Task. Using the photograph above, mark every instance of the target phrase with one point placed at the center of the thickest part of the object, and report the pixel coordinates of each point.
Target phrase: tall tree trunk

──────────

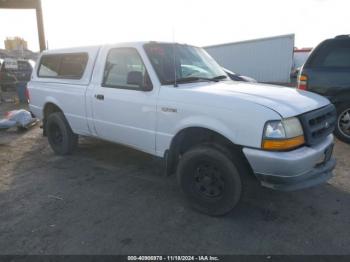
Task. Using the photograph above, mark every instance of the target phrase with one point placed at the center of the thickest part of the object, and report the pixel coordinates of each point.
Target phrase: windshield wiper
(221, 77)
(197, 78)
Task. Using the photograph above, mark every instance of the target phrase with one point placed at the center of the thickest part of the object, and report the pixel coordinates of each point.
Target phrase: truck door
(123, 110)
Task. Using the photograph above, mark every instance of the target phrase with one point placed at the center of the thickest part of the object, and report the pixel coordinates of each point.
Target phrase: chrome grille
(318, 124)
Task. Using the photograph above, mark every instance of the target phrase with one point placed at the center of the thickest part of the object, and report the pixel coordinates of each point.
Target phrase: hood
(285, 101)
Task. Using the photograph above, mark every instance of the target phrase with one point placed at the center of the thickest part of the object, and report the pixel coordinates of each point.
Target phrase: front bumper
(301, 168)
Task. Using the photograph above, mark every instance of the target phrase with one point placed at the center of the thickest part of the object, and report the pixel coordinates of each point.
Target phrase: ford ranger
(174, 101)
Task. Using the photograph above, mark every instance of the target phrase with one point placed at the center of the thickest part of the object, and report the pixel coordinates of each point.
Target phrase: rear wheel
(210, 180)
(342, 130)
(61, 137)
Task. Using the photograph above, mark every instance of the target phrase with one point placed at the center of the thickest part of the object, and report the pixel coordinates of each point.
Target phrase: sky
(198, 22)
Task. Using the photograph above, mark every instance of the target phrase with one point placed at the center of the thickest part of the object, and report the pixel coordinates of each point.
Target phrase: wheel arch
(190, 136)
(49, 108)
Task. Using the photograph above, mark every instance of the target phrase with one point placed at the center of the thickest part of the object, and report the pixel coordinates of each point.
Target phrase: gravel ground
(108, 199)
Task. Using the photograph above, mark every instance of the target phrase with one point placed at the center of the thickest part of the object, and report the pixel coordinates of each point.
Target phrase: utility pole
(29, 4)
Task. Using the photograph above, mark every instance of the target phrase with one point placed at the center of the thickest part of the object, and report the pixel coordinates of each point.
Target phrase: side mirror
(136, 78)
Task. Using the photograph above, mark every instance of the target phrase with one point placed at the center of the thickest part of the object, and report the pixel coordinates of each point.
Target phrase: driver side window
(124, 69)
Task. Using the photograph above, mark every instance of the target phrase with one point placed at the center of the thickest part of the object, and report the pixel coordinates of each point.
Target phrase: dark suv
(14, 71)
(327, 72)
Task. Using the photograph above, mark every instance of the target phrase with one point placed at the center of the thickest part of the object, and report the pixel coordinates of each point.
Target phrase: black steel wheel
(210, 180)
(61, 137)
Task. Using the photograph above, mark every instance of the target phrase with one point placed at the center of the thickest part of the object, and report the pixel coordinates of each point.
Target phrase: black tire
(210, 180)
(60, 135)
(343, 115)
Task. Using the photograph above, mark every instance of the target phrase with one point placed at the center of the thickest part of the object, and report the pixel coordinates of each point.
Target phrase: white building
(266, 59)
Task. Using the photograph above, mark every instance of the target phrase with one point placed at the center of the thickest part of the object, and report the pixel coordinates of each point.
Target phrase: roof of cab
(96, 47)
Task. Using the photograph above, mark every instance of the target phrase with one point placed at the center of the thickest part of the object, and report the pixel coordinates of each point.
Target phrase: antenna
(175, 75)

──────────

* Task brief
Which lines of the records above contain the word "side"? Copy each of them out.

* Completed exercise
Target phrase: side mirror
Target phrase: driver side window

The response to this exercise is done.